▶ [EXTRAIT SOURCE]:
Sur la procédure suivie devant la Commission nationale d'aménagement commercial :
3. En premier lieu, aux termes de l'article L. 752-1 du code du commerce dans sa rédaction issue de la loi du 23 novembre 2018 portant évolution du logement, de l'aménagement et du numérique : " Sont soumis à une autorisation d'exploitation commerciale les projets ayant pour objet : (...) 2° L'extension de la surface de vente d'un magasin de commerce de détail ayant déjà atteint le seuil des 1 000 mètres carrés ou devant le dépasser par la réalisation du projet. (...) ; 5° L'extension de la surface de vente d'un ensemble commercial ayant déjà atteint le seuil des 1 000 mètres carrés ou devant le dépasser par la réalisation du projet ;(...) ". Aux termes de l'article L. 752-3 de ce code " I.- Sont regardés comme faisant partie d'un même ensemble commercial, qu'ils soient ou non situés dans des bâtiments distincts et qu'une même personne en soit ou non le propriétaire ou l'exploitant, les magasins qui sont réunis sur un même site et qui : 1° Soit ont été conçus dans le cadre d'une même opération d'aménagement foncier, que celle-ci soit réalisée en une ou en plusieurs tranches ; 2° Soit bénéficient d'aménagements conçus pour permettre à une même clientèle l'accès des divers établissements ; (..) ".

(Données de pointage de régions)
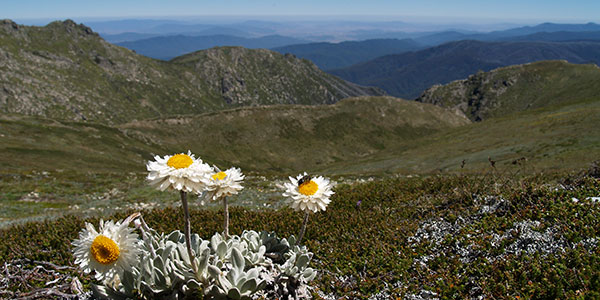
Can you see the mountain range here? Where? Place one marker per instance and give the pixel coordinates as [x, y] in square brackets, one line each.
[71, 101]
[168, 47]
[408, 74]
[338, 55]
[65, 70]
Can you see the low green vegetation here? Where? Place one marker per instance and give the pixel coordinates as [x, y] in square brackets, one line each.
[455, 237]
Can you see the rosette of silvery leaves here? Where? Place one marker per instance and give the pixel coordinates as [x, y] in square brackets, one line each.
[249, 266]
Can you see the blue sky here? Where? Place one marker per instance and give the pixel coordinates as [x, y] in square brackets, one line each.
[466, 10]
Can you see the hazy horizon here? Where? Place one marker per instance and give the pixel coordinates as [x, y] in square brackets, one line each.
[432, 11]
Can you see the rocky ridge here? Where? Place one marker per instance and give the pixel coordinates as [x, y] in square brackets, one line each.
[512, 89]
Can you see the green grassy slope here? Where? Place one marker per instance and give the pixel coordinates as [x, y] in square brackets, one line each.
[275, 139]
[517, 88]
[33, 143]
[554, 137]
[284, 138]
[260, 76]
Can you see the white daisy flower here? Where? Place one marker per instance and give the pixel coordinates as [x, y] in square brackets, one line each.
[109, 251]
[225, 183]
[308, 193]
[181, 172]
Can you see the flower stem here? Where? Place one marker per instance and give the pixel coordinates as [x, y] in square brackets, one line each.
[187, 230]
[226, 221]
[303, 230]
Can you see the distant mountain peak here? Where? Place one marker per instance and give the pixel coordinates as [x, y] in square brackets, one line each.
[71, 27]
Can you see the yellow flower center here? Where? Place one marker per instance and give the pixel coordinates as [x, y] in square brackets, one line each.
[308, 188]
[104, 250]
[180, 161]
[219, 176]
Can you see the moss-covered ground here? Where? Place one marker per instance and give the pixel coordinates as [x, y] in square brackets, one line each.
[496, 236]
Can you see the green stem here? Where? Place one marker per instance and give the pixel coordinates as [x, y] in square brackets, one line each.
[226, 222]
[187, 229]
[303, 230]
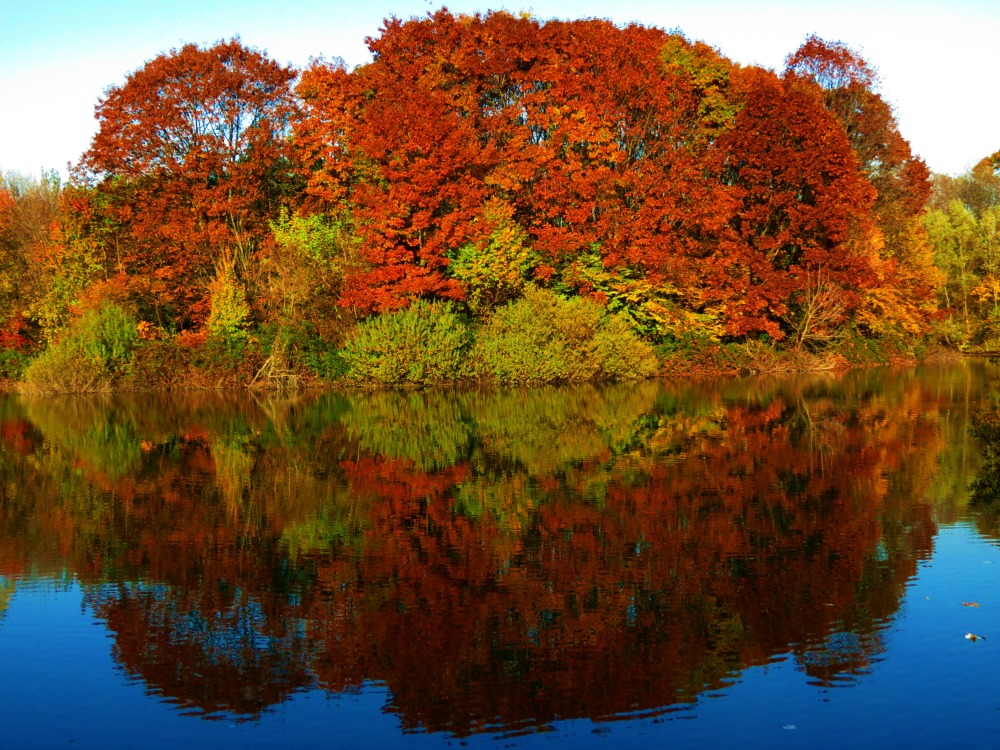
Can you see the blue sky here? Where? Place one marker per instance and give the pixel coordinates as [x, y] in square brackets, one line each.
[938, 59]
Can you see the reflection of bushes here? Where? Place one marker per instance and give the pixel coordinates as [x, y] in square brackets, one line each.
[91, 430]
[426, 427]
[545, 429]
[543, 338]
[985, 489]
[334, 526]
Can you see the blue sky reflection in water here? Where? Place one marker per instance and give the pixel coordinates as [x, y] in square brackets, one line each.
[102, 644]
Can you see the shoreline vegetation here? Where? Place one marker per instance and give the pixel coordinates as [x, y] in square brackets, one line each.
[494, 199]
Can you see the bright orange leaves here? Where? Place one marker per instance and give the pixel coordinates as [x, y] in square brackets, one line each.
[190, 162]
[730, 187]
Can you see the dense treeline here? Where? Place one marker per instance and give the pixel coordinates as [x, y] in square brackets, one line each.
[492, 197]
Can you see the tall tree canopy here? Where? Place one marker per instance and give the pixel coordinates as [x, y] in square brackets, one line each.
[189, 164]
[631, 162]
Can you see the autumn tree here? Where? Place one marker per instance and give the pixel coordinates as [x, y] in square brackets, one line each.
[903, 297]
[801, 224]
[191, 162]
[470, 141]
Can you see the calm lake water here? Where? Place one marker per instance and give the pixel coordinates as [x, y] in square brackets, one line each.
[754, 563]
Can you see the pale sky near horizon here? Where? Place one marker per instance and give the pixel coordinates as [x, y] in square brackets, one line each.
[937, 58]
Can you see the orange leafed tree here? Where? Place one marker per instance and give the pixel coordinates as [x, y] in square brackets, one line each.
[907, 280]
[191, 161]
[803, 209]
[581, 131]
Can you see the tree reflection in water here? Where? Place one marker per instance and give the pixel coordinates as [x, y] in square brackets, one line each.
[497, 559]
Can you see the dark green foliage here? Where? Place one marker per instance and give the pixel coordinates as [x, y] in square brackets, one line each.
[425, 343]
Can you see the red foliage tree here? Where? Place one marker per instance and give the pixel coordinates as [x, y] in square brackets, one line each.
[582, 128]
[191, 161]
[803, 207]
[908, 280]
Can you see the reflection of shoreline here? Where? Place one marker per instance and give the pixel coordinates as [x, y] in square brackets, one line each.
[583, 553]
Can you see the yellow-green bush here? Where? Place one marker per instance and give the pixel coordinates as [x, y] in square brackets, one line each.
[90, 355]
[543, 338]
[425, 343]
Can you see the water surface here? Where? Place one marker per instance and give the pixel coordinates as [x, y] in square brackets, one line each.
[756, 562]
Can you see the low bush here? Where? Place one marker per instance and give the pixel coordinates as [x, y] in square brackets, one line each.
[91, 355]
[543, 338]
[423, 344]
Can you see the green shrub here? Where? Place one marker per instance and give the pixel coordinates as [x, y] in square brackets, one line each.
[91, 354]
[13, 363]
[298, 346]
[425, 343]
[543, 338]
[107, 336]
[157, 363]
[63, 370]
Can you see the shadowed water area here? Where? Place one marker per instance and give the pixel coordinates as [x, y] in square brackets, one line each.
[759, 562]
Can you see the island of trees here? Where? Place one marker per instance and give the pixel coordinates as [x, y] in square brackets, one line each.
[492, 198]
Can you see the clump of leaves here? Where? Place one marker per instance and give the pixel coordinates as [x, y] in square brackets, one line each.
[543, 338]
[423, 344]
[92, 353]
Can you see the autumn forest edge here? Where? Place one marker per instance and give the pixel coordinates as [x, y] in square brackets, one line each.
[498, 199]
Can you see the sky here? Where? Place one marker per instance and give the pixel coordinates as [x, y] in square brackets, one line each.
[937, 59]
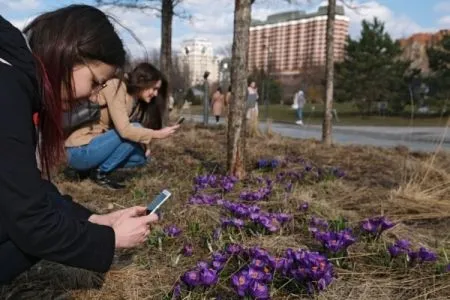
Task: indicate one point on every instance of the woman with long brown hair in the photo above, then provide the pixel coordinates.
(131, 117)
(72, 53)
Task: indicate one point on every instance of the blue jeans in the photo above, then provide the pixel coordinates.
(107, 152)
(300, 113)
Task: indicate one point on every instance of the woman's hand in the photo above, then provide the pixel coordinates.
(111, 218)
(166, 132)
(133, 228)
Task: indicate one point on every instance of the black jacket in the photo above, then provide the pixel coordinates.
(33, 215)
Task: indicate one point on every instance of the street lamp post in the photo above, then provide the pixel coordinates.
(266, 83)
(205, 98)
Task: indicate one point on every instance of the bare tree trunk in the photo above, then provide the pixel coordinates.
(166, 45)
(236, 119)
(166, 37)
(327, 118)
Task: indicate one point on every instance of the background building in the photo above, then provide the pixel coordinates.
(197, 56)
(287, 43)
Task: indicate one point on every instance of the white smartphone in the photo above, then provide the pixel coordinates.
(158, 201)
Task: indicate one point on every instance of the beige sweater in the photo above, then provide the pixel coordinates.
(116, 115)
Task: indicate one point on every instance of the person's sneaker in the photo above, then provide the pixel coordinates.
(104, 180)
(75, 175)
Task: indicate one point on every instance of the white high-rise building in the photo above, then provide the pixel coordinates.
(197, 55)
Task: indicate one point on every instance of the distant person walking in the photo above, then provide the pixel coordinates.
(218, 101)
(300, 100)
(228, 100)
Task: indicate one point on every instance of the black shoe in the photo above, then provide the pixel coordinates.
(104, 180)
(75, 175)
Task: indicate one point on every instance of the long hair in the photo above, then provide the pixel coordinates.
(60, 40)
(143, 76)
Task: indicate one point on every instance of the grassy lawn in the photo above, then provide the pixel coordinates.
(410, 189)
(313, 115)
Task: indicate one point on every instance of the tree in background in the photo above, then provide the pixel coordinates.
(439, 81)
(371, 70)
(166, 8)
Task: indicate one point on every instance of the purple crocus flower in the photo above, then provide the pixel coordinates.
(241, 282)
(187, 250)
(191, 278)
(386, 224)
(176, 292)
(217, 265)
(258, 263)
(255, 274)
(217, 233)
(220, 256)
(288, 187)
(202, 265)
(369, 226)
(208, 277)
(304, 207)
(259, 290)
(172, 231)
(394, 251)
(234, 249)
(403, 244)
(282, 217)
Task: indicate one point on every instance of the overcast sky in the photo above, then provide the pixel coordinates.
(214, 19)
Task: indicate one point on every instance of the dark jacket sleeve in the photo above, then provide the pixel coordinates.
(29, 212)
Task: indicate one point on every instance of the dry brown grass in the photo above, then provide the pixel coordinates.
(411, 188)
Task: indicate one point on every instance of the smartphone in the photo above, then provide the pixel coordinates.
(158, 201)
(180, 120)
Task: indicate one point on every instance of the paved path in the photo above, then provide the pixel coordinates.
(415, 138)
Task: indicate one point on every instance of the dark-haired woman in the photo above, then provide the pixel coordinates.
(71, 53)
(131, 118)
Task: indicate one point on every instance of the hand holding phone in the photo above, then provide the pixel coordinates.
(158, 201)
(180, 120)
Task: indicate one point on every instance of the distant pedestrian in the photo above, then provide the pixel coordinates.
(300, 100)
(228, 100)
(218, 100)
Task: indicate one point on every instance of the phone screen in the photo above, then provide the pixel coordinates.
(158, 201)
(180, 120)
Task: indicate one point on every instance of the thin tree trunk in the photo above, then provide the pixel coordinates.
(167, 11)
(239, 73)
(327, 118)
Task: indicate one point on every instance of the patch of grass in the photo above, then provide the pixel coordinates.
(410, 188)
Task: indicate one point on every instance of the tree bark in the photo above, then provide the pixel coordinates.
(329, 67)
(236, 120)
(167, 11)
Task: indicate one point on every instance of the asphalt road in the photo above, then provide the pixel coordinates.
(426, 139)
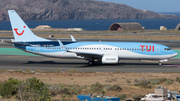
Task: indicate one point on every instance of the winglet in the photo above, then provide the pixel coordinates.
(73, 39)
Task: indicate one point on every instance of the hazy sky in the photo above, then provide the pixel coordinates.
(153, 5)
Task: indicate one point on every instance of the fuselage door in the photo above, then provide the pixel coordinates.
(157, 49)
(37, 48)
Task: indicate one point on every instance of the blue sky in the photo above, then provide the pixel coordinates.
(152, 5)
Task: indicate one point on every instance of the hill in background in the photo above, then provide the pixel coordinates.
(74, 10)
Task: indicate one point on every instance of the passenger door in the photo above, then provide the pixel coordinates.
(157, 50)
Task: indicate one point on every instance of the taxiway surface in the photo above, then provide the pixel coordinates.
(16, 62)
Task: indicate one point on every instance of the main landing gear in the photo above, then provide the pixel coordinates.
(159, 63)
(91, 62)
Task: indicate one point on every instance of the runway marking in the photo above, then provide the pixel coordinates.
(178, 66)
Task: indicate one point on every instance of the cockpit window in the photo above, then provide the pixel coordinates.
(167, 49)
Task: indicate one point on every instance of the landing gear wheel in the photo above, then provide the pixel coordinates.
(90, 63)
(159, 63)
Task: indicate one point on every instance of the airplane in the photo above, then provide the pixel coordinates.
(106, 52)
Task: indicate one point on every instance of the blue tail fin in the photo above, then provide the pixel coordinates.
(21, 31)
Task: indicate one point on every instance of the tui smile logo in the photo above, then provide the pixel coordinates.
(15, 29)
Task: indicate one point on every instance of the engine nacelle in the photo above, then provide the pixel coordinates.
(110, 59)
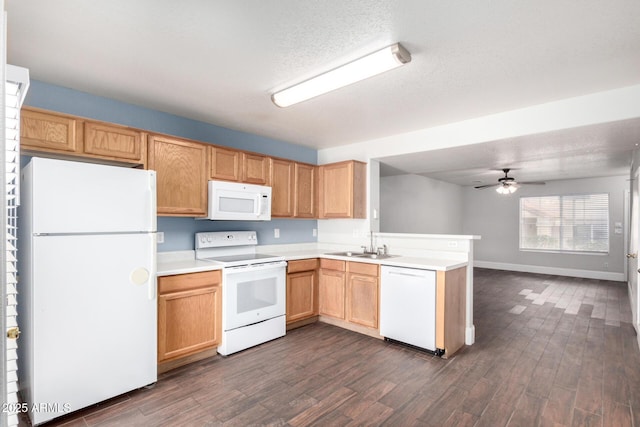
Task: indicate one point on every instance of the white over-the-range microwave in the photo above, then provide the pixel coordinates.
(237, 201)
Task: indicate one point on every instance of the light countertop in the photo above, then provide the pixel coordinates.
(185, 262)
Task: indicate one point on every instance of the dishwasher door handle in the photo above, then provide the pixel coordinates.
(398, 273)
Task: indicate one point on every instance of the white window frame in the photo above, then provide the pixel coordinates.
(562, 227)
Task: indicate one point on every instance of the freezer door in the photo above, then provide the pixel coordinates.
(74, 197)
(94, 314)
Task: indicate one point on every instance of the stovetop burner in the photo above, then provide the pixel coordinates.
(231, 248)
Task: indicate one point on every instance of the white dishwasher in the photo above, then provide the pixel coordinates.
(408, 306)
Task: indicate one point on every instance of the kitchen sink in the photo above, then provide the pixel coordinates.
(347, 253)
(376, 256)
(362, 255)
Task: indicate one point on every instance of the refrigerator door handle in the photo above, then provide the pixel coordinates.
(140, 276)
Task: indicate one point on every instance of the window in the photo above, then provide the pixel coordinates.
(578, 223)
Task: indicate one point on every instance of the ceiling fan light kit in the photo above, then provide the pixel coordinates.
(508, 185)
(506, 189)
(371, 65)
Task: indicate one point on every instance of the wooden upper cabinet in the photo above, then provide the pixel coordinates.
(49, 132)
(342, 190)
(305, 191)
(283, 190)
(181, 168)
(116, 142)
(225, 164)
(255, 169)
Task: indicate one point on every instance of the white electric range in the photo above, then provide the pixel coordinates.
(253, 288)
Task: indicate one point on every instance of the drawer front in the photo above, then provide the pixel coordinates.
(363, 268)
(183, 282)
(302, 265)
(332, 264)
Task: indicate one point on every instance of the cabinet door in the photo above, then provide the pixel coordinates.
(181, 176)
(282, 184)
(301, 295)
(49, 132)
(115, 142)
(362, 300)
(342, 189)
(255, 169)
(332, 293)
(225, 164)
(187, 322)
(305, 191)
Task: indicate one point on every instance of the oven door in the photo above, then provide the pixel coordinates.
(253, 293)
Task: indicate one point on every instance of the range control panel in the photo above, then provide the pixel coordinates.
(221, 239)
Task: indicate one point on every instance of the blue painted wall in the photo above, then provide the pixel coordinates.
(179, 231)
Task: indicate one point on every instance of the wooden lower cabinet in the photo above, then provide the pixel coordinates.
(332, 280)
(189, 314)
(362, 296)
(451, 303)
(350, 291)
(302, 290)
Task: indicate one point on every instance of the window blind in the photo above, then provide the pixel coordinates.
(569, 223)
(15, 89)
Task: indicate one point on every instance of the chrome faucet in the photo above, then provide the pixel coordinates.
(372, 248)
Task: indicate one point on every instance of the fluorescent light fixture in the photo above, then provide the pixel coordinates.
(368, 66)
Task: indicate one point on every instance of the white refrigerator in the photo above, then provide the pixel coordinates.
(87, 303)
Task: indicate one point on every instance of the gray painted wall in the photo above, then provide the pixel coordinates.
(179, 231)
(417, 204)
(496, 219)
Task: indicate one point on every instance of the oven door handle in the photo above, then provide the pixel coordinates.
(255, 267)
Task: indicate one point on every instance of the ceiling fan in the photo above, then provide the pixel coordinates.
(508, 184)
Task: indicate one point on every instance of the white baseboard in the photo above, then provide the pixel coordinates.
(470, 335)
(571, 272)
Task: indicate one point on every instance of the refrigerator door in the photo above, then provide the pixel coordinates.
(94, 314)
(74, 197)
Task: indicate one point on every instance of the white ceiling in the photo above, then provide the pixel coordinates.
(219, 61)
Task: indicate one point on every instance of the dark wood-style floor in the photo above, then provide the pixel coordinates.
(550, 351)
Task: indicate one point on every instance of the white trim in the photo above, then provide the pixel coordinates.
(571, 272)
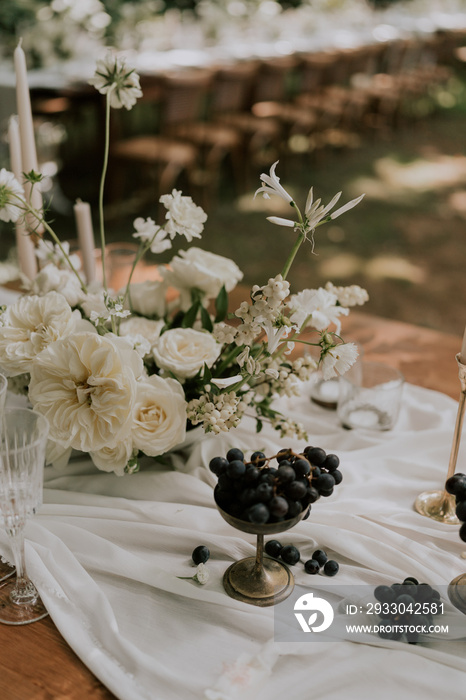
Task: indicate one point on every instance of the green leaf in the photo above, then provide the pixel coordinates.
(221, 305)
(190, 315)
(206, 320)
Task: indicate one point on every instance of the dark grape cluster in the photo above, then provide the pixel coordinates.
(456, 485)
(291, 555)
(405, 608)
(272, 489)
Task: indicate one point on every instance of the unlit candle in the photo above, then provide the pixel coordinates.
(82, 212)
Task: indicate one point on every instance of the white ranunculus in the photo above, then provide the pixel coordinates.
(184, 351)
(51, 278)
(115, 458)
(138, 325)
(318, 304)
(33, 323)
(159, 415)
(85, 385)
(198, 269)
(183, 216)
(148, 298)
(338, 360)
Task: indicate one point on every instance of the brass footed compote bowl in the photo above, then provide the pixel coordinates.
(259, 580)
(259, 498)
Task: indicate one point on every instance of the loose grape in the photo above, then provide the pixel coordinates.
(301, 467)
(316, 456)
(258, 514)
(331, 567)
(201, 554)
(311, 566)
(290, 554)
(236, 468)
(320, 556)
(258, 458)
(273, 548)
(278, 506)
(217, 465)
(234, 453)
(454, 482)
(331, 463)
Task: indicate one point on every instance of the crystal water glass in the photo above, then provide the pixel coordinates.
(22, 457)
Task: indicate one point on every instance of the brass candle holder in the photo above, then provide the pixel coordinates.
(440, 505)
(258, 580)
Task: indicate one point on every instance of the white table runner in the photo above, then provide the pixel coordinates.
(105, 553)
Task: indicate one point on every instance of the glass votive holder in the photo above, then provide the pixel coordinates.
(325, 392)
(370, 396)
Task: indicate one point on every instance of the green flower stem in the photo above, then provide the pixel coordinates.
(102, 185)
(49, 229)
(139, 255)
(297, 245)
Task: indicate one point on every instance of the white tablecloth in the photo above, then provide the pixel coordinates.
(105, 553)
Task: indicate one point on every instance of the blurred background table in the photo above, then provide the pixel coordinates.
(36, 663)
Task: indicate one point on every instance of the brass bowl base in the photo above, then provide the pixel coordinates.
(266, 585)
(437, 505)
(457, 592)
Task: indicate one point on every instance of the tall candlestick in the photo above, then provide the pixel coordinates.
(25, 247)
(463, 349)
(26, 128)
(82, 212)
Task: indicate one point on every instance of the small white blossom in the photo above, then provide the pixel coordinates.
(354, 295)
(183, 216)
(338, 360)
(271, 185)
(113, 77)
(10, 190)
(148, 231)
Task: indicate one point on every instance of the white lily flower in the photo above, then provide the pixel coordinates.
(281, 222)
(271, 185)
(223, 382)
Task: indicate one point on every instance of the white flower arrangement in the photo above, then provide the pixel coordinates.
(123, 373)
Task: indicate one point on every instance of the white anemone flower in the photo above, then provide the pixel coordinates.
(10, 191)
(112, 76)
(148, 231)
(338, 360)
(271, 185)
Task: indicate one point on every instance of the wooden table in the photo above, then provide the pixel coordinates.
(35, 661)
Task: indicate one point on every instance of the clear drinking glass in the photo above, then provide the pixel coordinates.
(6, 569)
(22, 457)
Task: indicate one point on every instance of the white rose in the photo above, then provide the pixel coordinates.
(148, 298)
(138, 325)
(159, 415)
(199, 269)
(113, 459)
(32, 323)
(85, 385)
(183, 216)
(184, 351)
(51, 278)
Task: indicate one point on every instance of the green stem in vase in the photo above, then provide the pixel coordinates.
(298, 242)
(102, 185)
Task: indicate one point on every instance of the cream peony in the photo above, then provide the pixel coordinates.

▶ [ÉNONCÉ DE LA TÂCHE]: Recopiez intégralement l'extrait sur la procédure devant la Commission nationale d'aménagement commercial, sans en modifier un seul mot ni un seul signe.

▶ [RÉPONSE RÉDIGÉE]:
Sur la procédure suivie devant la Commission nationale d'aménagement commercial :
3. En premier lieu, aux termes de l'article L. 752-1 du code du commerce dans sa rédaction issue de la loi du 23 novembre 2018 portant évolution du logement, de l'aménagement et du numérique : " Sont soumis à une autorisation d'exploitation commerciale les projets ayant pour objet : (...) 2° L'extension de la surface de vente d'un magasin de commerce de détail ayant déjà atteint le seuil des 1 000 mètres carrés ou devant le dépasser par la réalisation du projet. (...) ; 5° L'extension de la surface de vente d'un ensemble commercial ayant déjà atteint le seuil des 1 000 mètres carrés ou devant le dépasser par la réalisation du projet ;(...) ". Aux termes de l'article L. 752-3 de ce code " I.- Sont regardés comme faisant partie d'un même ensemble commercial, qu'ils soient ou non situés dans des bâtiments distincts et qu'une même personne en soit ou non le propriétaire ou l'exploitant, les magasins qui sont réunis sur un même site et qui : 1° Soit ont été conçus dans le cadre d'une même opération d'aménagement foncier, que celle-ci soit réalisée en une ou en plusieurs tranches ; 2° Soit bénéficient d'aménagements conçus pour permettre à une même clientèle l'accès des divers établissements ; (..) ".